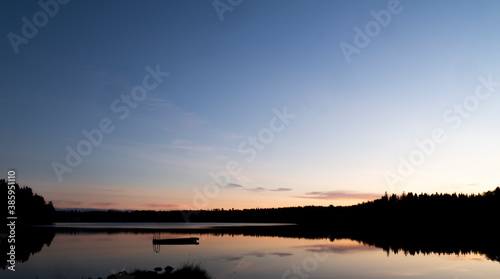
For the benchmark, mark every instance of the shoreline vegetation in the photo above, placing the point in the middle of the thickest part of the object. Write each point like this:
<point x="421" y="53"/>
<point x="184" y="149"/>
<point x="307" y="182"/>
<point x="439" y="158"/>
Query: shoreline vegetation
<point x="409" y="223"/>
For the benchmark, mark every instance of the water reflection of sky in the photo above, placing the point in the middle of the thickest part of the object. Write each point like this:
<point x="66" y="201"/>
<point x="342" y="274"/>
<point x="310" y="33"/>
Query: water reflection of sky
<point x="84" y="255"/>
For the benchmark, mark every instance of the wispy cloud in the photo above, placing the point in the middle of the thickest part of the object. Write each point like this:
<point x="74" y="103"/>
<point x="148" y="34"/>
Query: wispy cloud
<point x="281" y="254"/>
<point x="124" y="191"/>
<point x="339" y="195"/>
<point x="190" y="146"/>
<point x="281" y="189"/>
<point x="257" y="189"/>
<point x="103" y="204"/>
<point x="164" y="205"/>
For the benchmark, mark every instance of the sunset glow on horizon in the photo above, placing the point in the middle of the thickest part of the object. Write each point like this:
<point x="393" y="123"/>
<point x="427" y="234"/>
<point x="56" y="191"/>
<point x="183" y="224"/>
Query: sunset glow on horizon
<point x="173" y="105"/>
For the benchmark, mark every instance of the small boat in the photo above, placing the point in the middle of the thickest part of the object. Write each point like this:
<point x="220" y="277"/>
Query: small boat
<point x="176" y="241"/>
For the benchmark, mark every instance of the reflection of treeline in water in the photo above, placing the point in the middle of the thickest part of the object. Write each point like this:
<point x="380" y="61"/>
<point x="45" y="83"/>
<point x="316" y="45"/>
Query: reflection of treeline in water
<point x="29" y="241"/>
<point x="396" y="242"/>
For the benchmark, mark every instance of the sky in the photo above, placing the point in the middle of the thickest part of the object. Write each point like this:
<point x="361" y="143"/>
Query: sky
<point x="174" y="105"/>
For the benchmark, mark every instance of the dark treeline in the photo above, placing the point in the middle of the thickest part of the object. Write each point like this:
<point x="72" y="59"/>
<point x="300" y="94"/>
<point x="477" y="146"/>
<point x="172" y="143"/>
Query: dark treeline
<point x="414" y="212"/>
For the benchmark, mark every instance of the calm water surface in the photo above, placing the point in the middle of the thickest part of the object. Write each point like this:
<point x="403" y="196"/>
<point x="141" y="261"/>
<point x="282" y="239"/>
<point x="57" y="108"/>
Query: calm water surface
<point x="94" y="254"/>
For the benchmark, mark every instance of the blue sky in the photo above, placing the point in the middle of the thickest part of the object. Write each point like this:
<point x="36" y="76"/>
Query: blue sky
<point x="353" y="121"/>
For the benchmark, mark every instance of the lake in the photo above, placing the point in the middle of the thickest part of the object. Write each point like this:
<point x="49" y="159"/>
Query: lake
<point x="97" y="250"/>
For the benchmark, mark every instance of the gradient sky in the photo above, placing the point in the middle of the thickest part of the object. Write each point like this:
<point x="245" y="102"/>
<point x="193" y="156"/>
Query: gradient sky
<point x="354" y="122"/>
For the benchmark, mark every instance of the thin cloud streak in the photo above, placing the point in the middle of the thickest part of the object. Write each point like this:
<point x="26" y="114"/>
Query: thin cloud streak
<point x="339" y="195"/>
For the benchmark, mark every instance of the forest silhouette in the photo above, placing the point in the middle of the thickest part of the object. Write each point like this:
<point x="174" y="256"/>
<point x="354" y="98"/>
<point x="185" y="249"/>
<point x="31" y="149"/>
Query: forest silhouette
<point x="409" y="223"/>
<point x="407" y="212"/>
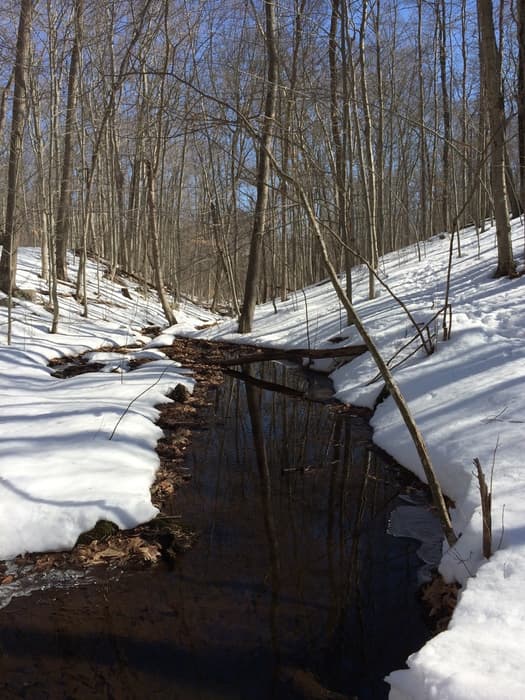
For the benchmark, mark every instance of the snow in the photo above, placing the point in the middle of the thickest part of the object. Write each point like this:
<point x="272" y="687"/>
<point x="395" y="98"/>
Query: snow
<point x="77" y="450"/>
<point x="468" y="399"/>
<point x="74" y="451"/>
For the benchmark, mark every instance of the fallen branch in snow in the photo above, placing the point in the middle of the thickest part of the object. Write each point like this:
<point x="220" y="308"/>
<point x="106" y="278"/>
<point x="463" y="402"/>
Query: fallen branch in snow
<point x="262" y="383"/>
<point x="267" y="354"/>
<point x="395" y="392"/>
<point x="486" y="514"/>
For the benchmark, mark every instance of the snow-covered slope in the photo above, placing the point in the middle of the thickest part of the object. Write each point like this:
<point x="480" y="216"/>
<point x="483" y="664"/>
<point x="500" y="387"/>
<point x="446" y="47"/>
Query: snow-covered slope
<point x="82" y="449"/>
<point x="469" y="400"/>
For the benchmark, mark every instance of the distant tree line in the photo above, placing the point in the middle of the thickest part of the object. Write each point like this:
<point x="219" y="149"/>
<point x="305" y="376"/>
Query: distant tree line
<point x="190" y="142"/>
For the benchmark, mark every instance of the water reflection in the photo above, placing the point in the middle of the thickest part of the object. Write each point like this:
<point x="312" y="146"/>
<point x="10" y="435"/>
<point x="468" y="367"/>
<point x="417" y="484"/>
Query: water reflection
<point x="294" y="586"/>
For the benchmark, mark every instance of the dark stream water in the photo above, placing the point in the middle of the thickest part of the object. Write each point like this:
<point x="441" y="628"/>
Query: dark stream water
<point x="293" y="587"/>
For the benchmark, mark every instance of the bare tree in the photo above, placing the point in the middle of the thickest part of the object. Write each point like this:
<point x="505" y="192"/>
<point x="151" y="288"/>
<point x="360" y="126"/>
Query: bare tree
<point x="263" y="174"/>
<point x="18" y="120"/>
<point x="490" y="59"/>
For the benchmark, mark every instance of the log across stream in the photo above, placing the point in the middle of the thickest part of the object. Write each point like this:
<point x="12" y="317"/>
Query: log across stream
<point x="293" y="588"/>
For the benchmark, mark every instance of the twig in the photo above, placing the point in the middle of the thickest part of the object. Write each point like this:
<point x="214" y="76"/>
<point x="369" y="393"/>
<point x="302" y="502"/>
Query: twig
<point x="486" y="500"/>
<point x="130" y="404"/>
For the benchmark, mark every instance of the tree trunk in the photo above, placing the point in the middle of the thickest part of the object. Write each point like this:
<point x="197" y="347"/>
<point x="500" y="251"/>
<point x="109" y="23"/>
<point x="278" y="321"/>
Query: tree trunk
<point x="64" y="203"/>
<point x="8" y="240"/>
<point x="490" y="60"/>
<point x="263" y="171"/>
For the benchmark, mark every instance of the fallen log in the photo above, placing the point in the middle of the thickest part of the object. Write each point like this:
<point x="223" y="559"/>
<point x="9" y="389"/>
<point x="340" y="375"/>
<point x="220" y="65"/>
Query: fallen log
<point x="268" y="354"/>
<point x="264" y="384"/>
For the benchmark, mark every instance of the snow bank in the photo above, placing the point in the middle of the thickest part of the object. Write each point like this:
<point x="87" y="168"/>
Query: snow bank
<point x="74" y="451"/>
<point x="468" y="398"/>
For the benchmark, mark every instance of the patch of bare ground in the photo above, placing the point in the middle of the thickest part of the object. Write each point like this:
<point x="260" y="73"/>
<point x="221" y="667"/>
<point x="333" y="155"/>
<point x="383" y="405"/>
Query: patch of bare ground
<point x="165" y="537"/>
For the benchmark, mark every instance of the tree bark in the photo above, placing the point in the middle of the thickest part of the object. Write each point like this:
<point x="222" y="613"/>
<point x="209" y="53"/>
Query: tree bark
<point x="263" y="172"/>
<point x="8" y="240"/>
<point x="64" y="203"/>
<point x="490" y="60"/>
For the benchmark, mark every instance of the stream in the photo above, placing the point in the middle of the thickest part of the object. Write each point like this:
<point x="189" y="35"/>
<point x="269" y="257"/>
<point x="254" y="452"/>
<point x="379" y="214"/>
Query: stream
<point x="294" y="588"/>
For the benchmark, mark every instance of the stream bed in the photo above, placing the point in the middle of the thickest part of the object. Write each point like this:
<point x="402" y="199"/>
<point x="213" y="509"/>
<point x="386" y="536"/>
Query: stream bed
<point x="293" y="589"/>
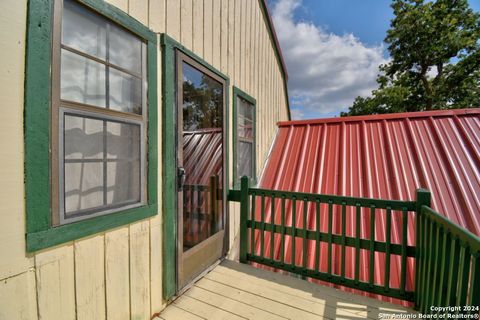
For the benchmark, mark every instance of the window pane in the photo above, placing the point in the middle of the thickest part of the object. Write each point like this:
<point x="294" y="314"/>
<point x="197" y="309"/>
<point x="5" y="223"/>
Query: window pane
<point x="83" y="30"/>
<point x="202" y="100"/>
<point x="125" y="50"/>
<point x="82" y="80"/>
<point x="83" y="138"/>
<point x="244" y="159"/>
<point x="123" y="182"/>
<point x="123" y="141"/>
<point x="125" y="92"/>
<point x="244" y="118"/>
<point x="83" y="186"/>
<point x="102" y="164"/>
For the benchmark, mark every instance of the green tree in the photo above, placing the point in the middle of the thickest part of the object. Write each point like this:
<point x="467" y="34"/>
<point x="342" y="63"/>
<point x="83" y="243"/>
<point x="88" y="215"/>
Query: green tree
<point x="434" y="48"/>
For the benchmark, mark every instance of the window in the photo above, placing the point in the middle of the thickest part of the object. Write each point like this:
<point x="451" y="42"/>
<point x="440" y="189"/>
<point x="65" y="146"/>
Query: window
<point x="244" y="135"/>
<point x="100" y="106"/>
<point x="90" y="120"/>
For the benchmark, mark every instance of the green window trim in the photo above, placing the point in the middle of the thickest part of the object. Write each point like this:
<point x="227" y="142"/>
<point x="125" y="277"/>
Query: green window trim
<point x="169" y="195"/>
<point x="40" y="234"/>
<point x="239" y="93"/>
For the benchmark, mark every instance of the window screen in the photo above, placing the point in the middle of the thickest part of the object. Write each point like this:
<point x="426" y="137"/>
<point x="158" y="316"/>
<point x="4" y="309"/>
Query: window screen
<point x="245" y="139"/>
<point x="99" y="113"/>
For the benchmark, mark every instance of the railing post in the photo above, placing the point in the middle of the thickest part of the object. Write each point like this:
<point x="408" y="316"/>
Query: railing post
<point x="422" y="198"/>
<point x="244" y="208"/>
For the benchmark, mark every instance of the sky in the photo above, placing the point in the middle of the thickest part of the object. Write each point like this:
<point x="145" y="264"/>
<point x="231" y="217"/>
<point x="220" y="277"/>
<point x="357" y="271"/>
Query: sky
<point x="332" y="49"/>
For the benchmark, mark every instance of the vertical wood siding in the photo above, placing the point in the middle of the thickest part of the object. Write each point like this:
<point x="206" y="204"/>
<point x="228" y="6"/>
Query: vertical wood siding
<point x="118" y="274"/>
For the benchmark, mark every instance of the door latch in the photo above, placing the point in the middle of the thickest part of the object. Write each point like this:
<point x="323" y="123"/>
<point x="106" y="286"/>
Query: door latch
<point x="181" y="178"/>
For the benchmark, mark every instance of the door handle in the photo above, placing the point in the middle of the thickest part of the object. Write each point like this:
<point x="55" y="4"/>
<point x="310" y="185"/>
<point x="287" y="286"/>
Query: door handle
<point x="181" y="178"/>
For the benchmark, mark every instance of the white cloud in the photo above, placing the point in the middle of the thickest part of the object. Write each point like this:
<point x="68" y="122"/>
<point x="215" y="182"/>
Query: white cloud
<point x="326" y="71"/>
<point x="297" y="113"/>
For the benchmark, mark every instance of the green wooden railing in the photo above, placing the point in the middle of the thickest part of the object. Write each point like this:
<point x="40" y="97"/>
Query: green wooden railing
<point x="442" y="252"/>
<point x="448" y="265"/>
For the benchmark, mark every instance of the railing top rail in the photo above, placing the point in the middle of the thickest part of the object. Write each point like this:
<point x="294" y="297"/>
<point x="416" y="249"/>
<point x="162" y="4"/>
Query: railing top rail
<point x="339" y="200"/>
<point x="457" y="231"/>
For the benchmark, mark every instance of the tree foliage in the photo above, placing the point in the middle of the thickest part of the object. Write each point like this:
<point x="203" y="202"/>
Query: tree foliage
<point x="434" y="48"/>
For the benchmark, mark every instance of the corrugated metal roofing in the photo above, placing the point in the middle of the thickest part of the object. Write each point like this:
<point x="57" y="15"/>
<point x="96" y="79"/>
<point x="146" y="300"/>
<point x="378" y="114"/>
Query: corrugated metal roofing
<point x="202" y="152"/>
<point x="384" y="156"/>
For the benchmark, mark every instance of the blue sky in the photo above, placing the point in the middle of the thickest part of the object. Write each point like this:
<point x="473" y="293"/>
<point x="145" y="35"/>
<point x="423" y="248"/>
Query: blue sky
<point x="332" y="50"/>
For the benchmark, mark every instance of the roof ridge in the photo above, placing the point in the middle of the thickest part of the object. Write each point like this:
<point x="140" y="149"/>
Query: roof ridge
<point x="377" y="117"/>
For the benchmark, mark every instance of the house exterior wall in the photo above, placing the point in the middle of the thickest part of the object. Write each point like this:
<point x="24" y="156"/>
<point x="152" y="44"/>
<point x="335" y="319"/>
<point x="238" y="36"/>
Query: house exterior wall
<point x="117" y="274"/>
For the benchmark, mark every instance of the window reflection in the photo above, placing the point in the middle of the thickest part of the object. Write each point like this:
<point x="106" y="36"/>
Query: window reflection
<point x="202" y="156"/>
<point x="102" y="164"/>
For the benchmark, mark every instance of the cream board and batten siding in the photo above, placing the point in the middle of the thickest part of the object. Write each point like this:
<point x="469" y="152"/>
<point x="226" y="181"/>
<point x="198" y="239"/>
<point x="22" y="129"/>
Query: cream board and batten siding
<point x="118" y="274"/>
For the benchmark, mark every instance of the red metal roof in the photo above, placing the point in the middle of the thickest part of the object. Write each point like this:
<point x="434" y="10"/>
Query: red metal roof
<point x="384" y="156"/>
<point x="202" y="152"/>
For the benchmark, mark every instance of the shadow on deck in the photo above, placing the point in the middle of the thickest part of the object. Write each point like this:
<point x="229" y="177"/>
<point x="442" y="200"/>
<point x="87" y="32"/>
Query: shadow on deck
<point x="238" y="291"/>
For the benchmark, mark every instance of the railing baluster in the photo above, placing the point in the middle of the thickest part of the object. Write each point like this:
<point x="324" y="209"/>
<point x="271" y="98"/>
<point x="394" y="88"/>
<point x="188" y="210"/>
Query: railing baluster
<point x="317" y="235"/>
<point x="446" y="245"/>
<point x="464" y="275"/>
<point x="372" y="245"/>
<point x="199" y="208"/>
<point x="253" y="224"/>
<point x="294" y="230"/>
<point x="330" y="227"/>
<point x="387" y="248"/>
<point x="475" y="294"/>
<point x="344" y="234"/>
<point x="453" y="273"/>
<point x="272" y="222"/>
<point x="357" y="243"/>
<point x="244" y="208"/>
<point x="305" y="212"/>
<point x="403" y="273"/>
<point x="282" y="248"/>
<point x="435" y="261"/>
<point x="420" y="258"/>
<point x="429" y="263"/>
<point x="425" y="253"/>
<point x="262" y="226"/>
+-------+
Stated exercise: Copy out, word for word, the lines starting at the one containing "For the benchmark, mark every instance of the twig" and ending at the one containing "Query: twig", with both of those lines included.

Exercise response:
For the benchmark, mark every instance of the twig in the photo above, placing the point in the middle of the thickest part of the object. Write each point like this:
<point x="214" y="76"/>
<point x="369" y="393"/>
<point x="302" y="502"/>
Query: twig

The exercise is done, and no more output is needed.